Recopiez mot pour mot tout ce qui va de « En l'espèce, la » jusqu'à « devant la cour. » dans l'extrait de décision ci-dessous.

**Texte source**
::::

L'article 122 du code de procédure civile dispose que la chose jugée est une fin de non-recevoir.

En l'espèce, la demande de sursis à statuer que la SCI République forme devant la cour est identique à celle qu'elle a précédemment présentée devant le conseiller de la mise en état par conclusions d'incident notifiées le 23 décembre 2021.

Or, le conseiller de la mise en état a rejeté cette demande de sursis à statuer par ordonnance du 31 août 2022 qui n'a pas été déférée à la cour et a autorité de la chose jugée.

Il convient en conséquence de déclarer irrecevable la demande de sursis à statuer formée par la SCI République devant la cour.

2 - Sur le loyer du bail renouvelé :

Il est admis par les parties que le loyer du bail renouvelé doit correspondre à la valeur locative.

L'article L. 145-33 du code de commerce dispose qu'à défaut d'accord, la valeur locative est déterminée d'après :

1° Les caractéristiques du local considéré ;

2° La destination des lieux ;

3° Les obligations respectives des parties ;

4° Les facteurs locaux de commercialité ;

5° Les prix couramment pratiqués dans le voisinage.

2-1 Sur la surface pondérée

L'expert judiciaire a retenu une surface pondérée de 121 m² p qui est admise par la société New Sushi et contestée par la SCI République.

Il résulte du rapport d'expertise que l'expert a retenu la surface de la mezzanine créée par la société New Sushi dans le calcul de la surface pondérée.

::::

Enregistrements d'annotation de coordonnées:
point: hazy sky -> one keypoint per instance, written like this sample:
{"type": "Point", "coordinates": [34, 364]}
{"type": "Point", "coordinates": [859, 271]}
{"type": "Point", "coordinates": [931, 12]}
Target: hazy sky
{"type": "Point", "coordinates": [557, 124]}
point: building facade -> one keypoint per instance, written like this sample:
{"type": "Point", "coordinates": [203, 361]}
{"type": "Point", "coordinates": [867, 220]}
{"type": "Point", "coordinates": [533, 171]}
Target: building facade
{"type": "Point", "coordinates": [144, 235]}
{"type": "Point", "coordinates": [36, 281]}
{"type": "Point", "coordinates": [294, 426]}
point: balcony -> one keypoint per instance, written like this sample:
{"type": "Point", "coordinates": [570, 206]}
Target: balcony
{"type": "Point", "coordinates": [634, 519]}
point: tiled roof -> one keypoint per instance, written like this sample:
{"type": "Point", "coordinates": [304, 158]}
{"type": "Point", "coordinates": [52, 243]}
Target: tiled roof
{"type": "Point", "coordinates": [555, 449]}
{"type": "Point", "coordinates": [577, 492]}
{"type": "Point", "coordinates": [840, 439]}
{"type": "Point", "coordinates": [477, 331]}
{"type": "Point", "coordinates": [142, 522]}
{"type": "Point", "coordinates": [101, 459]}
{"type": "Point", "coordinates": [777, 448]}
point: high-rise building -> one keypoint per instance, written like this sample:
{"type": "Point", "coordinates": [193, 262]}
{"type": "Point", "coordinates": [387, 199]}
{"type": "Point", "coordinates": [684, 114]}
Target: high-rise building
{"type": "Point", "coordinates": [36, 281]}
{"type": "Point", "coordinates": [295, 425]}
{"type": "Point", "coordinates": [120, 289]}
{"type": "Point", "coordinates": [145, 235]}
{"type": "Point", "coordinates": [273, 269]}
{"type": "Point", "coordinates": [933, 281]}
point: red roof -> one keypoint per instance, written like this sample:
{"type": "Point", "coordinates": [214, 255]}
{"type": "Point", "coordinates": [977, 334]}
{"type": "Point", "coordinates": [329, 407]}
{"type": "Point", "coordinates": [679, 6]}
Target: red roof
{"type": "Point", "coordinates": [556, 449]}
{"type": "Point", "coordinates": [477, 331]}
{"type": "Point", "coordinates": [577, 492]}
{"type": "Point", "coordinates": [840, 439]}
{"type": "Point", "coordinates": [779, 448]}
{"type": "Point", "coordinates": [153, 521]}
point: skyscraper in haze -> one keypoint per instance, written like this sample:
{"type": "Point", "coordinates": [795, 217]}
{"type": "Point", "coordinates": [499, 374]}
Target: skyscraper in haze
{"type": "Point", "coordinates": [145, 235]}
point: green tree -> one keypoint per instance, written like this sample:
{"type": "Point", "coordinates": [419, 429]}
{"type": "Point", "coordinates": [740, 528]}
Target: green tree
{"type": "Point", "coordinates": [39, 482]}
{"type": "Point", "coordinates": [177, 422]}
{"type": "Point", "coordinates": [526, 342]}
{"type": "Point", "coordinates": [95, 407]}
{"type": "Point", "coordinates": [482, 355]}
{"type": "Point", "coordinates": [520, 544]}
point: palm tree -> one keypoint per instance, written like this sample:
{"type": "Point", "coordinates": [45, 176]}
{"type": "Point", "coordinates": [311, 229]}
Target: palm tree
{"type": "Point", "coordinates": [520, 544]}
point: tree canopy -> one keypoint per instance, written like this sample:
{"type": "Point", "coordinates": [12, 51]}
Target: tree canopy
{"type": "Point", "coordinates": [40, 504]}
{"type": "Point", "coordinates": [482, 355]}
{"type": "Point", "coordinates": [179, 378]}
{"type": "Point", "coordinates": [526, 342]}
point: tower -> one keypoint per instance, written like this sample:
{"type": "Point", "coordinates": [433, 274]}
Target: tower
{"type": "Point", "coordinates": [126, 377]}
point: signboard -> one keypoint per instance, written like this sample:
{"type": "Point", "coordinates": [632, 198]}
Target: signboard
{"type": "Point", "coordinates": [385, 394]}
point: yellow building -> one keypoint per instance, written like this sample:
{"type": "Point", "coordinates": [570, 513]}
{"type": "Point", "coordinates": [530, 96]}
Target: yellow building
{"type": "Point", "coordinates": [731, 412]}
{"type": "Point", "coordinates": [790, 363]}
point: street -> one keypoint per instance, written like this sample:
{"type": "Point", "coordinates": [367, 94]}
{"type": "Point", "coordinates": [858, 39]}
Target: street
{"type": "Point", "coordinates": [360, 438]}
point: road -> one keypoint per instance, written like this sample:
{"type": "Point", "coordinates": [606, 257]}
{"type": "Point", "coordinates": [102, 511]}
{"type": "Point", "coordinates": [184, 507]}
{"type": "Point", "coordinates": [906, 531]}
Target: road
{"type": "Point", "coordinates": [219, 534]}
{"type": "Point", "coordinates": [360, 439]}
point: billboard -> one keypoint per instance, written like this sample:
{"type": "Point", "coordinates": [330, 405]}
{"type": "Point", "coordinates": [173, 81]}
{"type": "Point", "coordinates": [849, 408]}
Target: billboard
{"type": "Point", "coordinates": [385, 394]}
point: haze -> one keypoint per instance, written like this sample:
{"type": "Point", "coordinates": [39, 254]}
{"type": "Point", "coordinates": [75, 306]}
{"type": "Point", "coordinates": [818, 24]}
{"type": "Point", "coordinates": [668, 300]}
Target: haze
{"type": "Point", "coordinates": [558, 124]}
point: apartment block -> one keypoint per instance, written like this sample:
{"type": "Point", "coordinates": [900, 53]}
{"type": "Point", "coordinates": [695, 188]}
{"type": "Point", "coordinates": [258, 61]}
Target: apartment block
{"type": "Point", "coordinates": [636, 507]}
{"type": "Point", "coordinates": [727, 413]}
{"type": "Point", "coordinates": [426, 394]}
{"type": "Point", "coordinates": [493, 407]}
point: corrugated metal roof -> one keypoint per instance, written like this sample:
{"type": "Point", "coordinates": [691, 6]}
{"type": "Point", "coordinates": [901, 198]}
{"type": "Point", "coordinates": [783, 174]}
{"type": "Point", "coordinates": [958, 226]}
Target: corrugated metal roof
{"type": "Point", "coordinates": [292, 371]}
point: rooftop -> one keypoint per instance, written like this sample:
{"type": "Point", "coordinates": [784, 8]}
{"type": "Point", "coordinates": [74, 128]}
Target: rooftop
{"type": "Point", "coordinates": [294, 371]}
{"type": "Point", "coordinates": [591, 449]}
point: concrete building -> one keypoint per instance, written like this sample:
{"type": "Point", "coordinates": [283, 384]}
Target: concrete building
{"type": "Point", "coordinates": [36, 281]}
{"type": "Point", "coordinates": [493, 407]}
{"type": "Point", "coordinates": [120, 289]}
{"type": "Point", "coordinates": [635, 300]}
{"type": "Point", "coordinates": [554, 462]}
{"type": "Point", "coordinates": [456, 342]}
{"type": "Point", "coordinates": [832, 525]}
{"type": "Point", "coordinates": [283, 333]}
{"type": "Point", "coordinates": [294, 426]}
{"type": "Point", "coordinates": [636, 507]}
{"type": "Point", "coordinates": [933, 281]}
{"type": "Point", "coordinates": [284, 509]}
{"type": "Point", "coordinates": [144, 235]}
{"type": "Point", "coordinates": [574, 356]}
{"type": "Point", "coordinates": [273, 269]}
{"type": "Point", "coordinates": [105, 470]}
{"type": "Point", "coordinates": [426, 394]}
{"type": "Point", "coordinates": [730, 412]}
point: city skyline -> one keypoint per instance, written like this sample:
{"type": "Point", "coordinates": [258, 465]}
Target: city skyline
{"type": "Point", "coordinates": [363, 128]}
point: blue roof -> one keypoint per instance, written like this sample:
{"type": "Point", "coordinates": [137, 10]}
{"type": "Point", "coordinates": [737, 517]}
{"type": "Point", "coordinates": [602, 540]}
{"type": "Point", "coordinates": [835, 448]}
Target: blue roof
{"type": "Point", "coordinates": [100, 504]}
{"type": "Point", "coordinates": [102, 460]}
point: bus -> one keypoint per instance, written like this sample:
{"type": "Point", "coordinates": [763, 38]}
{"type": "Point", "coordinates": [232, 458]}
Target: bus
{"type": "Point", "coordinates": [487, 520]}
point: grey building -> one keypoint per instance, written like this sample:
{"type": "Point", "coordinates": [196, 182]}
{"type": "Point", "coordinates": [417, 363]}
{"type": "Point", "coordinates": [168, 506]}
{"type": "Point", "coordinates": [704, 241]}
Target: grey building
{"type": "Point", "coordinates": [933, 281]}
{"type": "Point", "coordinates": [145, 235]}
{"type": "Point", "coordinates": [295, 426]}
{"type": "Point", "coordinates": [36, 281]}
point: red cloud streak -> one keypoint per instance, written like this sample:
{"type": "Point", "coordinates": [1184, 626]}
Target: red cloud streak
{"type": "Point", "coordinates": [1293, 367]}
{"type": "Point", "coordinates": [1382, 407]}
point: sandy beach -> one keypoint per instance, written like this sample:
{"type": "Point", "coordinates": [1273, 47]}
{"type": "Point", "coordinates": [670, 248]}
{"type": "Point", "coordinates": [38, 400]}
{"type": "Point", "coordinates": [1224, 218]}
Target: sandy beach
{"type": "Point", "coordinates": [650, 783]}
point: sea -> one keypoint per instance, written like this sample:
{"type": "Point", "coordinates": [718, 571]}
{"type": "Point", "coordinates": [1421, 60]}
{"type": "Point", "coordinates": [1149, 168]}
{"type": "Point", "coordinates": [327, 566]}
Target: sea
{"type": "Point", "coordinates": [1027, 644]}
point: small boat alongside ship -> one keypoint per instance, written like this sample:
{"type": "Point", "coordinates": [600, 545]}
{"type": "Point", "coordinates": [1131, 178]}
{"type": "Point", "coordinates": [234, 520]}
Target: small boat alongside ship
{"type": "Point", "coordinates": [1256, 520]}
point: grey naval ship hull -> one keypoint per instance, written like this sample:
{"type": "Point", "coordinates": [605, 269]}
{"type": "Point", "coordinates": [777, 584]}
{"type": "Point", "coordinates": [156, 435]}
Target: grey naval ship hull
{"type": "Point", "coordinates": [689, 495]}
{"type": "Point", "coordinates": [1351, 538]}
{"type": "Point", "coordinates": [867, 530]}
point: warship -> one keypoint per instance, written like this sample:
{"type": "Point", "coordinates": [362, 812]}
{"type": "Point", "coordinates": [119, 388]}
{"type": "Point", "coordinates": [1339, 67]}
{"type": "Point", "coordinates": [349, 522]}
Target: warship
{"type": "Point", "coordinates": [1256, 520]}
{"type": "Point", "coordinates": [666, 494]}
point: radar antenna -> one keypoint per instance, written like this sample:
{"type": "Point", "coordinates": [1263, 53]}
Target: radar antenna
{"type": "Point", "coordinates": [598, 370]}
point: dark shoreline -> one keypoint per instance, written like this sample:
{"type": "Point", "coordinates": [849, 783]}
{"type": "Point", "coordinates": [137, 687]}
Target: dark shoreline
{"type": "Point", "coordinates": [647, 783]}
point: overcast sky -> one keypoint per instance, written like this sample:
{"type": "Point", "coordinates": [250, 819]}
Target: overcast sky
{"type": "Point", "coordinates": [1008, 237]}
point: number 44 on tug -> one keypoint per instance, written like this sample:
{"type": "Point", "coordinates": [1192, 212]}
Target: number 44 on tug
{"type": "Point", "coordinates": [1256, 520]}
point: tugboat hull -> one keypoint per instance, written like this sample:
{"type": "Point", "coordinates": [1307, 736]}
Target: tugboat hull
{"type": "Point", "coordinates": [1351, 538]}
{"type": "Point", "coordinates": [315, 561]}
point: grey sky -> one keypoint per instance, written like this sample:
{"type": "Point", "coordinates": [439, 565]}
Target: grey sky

::::

**Réponse attendue**
En l'espèce, la demande de sursis à statuer que la SCI République forme devant la cour est identique à celle qu'elle a précédemment présentée devant le conseiller de la mise en état par conclusions d'incident notifiées le 23 décembre 2021.

Or, le conseiller de la mise en état a rejeté cette demande de sursis à statuer par ordonnance du 31 août 2022 qui n'a pas été déférée à la cour et a autorité de la chose jugée.

Il convient en conséquence de déclarer irrecevable la demande de sursis à statuer formée par la SCI République devant la cour.